DRC Democratic Republic of Congo; PNG Papua New Guinea; CNN Convolutional Neural Network; LOG-C multinomial logistic regression classifier; CNN-C CNN deep learner classifier; LIN-R penalised linear regression model; CNN-R Penalised CNN regression model; SC South Central; SEA South East Asia; SSEA Southern SEA.

Table 4.

Mean distance error (km) per model on test data for unseen geographies.

Parasite Location LIN-R LOG-C CNN-R CNN-C
P. falciparum Cambodia 496 669 322 628
Cameroon 959 1545 1472 1636
DRC 1150 2331 2531 2456
Ethiopia 1118 1760 1252 1394
Myanmar 703 731 470 728
Peru 9050 4050 5856 2400
Mean 2246 1848 1983 1540
P. vivax Cambodia 591 323 1709 564
Ethiopia 2499 5174 3528 4140
Malaysia 459 1594 3617 2064
Peru 2376 2943 1196 2852
Mean 1481 2508 2512 2405

CNN Convolutional Neural Network; DRC Democratic Republic of Congo; LOG-C multinomial logistic regression classifier; CNN-C CNN deep learning classifier; LIN-R penalised linear regression model; CNN-R Penalised CNN regression model.

Figure 3.

Figure 3

Maps with predicted vs. actual locations for the best predictive models. Blue points are the actual locations in the dataset, red points are the predicted locations (where different to actual), with red lines link the actual and the predicted locations. CNN-C deep learning Convolutional Neural Network classifier. LOG-C penalised multinomial logistic regression classifier.

For P. vivax, the predictive performance of the classification methods (LOG-C, CNN-C) was also superior compared to regression models (LIN-R, CNN-R) across regional (Table 2) and country-wide (Table 3) analyses (mean distance error (km): LIN-R 890, LOG-C 33, CNN-R 819, CNN-C 36) (Table 3). For locations included in the training dataset, the performance of the classification models was close to 100% at both the regional and country level, with the poorest performance in neighbouring China and Myanmar (S4 Table, S5 Table). The (mean) distance error for the countries not used in the development of the model is distinctively larger (km: LIN-R 1481, LOG-C 2508, CNN-R 2512, CNN-C 2405), with the poorest predictions for Ethiopia and Peru (Table 4). The best performing model in this setting was a LIN-R regression (Fig. 3).

Discussion

WGS data of Plasmodium parasites can detect imported infections, drug resistance, and transmission patterns, thereby assisting decision making in clinical and malaria control settings. With the implementation of WGS gaining traction across health systems, there is an opportunity to implement statistical learning methodologies to assist surveillance activities. A clear use-case includes the determination of the geographical origin of isolates, building on insights from previous work which shows that genomic data can be used to cluster parasites by geography25. Our work reveals that machine learning approaches, particularly those focusing on classification (e.g., deep learning CNNs), have the potential to accurately predict geographic locations at a GPS and country-level resolution. As expected, the performance was much stronger for isolates of which the geographic origin was already represented at the country level in the dataset, demonstrating the need for WGS to be implemented more widely to fill country gaps in genetic diversity. The weakest predictions were for P. falciparum in West and East Africa, where common ancestries, mixed infections, movement of people, drug resistance and malaria endemicities can complicate genetic diversity analysis. The distance errors are similar to a previous machine learning analysis of P. falciparum (median < 20 km), which implemented a single deep learning approach on a smaller dataset17. Our CNN for classification approach appeared to perform well across parasite species, was implemented with measures to minimise the effects of over-fitting, and its performance is likely to improve with greater isolate sampling and WGS data.

☆ ☆ ☆

▶ [Exercise requirements] In the malaria genomics passage, swap "predicted locations" for "estimated locations" and give again the part that opens with the words containing "Maps with predicted" and closes with "logistic regression classifier.".

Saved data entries
☆ ☆ ☆

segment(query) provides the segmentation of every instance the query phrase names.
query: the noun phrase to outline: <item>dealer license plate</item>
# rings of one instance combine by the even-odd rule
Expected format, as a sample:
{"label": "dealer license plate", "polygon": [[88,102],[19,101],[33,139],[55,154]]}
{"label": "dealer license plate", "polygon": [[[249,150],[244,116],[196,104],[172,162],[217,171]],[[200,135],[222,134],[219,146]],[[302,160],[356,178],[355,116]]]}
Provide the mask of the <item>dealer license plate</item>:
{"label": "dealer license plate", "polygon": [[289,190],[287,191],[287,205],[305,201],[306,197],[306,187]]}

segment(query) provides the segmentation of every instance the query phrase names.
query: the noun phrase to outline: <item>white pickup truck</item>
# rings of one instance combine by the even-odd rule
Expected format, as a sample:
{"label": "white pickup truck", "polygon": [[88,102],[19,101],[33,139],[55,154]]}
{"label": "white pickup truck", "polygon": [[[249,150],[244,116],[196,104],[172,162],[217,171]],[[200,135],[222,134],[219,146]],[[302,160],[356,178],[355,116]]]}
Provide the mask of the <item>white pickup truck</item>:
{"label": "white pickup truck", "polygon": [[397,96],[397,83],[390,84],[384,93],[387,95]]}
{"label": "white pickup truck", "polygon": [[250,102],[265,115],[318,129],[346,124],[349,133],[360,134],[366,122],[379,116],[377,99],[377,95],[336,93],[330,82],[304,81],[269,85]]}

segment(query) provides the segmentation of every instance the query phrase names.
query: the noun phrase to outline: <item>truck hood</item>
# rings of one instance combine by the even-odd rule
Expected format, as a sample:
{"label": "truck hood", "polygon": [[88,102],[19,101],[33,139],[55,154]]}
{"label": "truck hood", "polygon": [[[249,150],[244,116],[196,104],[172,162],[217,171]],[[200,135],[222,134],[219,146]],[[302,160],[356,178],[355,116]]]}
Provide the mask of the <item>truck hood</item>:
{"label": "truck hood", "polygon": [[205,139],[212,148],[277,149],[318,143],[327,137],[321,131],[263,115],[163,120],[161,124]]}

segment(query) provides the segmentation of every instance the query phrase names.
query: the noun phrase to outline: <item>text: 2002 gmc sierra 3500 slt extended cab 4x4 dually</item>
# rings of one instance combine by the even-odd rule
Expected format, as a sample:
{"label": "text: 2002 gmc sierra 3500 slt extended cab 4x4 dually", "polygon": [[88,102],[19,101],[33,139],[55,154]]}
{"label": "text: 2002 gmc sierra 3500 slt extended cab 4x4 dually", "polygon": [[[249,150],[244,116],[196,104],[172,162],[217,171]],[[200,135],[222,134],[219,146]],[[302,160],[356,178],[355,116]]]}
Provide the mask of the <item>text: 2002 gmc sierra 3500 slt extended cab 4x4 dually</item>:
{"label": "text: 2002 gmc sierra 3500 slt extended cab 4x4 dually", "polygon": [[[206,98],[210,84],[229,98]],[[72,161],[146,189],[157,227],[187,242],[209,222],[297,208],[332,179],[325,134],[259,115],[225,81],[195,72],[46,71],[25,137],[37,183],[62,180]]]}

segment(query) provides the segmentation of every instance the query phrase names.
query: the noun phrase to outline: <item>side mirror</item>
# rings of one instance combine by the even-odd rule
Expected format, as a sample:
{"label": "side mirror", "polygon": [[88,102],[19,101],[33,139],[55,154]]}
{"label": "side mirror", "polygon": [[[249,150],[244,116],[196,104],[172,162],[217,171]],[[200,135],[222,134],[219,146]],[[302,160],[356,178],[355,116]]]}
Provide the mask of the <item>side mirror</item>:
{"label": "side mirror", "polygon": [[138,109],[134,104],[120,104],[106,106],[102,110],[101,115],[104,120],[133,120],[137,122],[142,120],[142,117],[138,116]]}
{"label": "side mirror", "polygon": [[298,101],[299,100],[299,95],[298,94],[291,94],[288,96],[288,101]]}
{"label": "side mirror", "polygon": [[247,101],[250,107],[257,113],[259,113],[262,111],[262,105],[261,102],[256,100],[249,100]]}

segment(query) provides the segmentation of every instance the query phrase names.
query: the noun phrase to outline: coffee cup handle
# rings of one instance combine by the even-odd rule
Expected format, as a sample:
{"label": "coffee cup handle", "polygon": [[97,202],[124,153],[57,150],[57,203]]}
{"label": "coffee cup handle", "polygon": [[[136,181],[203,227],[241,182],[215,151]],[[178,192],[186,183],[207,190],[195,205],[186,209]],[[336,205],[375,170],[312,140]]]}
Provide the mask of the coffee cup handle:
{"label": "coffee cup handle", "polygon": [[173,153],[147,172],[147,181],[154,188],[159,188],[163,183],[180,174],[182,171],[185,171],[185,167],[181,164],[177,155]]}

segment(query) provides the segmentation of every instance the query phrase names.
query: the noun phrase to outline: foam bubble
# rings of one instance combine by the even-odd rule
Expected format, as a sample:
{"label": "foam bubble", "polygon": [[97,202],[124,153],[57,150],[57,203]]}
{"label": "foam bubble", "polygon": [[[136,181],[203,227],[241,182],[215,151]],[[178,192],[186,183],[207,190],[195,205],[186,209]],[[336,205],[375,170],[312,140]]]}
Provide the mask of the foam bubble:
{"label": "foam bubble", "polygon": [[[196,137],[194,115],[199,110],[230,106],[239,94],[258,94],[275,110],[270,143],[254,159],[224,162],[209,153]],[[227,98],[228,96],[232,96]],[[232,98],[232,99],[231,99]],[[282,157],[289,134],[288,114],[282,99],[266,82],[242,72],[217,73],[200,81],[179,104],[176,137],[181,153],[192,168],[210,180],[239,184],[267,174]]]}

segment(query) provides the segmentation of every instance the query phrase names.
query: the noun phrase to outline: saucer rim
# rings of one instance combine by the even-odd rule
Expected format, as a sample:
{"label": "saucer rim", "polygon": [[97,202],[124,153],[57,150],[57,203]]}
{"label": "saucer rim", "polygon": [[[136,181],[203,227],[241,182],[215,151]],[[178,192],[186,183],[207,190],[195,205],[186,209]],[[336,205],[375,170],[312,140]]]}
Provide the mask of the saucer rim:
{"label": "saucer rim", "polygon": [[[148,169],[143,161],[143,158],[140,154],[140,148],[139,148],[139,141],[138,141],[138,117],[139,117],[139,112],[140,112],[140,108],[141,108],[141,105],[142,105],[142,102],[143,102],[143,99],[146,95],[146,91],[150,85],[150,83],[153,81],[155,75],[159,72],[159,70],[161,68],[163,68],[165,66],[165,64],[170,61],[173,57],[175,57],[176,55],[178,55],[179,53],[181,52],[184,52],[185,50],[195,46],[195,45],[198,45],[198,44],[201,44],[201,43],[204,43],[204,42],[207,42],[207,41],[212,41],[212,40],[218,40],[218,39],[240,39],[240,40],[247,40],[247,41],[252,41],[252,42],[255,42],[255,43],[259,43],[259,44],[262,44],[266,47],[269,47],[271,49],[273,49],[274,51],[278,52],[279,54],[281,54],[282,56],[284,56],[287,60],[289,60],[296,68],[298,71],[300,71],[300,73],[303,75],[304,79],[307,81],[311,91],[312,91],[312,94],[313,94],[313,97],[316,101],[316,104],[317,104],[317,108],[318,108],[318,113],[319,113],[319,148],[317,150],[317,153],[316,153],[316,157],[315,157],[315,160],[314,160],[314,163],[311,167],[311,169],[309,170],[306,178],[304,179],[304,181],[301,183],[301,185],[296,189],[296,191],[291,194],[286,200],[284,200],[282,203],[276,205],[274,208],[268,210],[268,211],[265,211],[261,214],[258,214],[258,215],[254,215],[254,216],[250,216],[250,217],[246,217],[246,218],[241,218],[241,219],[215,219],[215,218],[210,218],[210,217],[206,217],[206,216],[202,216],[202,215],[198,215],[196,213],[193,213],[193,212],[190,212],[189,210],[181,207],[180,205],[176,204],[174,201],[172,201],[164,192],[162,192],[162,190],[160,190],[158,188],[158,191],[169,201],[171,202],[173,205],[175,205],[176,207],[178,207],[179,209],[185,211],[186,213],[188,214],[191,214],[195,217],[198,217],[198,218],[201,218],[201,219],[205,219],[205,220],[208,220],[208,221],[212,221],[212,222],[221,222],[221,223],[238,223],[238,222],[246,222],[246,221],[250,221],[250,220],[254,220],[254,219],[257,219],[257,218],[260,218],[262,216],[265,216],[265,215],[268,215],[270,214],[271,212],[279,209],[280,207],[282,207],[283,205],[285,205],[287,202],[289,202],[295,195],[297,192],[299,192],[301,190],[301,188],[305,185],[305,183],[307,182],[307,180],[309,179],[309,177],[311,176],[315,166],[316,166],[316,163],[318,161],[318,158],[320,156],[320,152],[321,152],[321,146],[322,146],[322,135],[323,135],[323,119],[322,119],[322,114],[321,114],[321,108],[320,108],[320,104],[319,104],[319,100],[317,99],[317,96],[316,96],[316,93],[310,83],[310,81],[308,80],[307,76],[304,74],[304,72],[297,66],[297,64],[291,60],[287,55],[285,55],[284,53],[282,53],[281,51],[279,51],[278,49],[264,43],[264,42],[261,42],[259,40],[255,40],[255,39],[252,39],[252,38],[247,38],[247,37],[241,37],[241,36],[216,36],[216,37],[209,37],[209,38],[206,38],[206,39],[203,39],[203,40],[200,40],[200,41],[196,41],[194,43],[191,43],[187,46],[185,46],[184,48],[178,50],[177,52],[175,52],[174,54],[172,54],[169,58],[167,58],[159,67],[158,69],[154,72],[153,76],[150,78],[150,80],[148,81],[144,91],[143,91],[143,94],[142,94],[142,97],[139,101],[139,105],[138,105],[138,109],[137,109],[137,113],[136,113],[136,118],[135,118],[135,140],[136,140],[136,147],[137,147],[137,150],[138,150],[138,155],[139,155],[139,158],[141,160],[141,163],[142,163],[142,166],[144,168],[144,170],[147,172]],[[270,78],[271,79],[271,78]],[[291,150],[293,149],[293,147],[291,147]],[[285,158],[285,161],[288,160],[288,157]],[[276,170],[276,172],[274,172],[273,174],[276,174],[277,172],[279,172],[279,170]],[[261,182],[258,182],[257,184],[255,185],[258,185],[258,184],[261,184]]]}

☆ ☆ ☆

▶ [Expected answer]
Maps with predicted vs. actual locations for the best predictive models. Blue points are the actual locations in the dataset, red points are the estimated locations (where different to actual), with red lines link the actual and the estimated locations. CNN-C deep learning Convolutional Neural Network classifier. LOG-C penalised multinomial logistic regression classifier.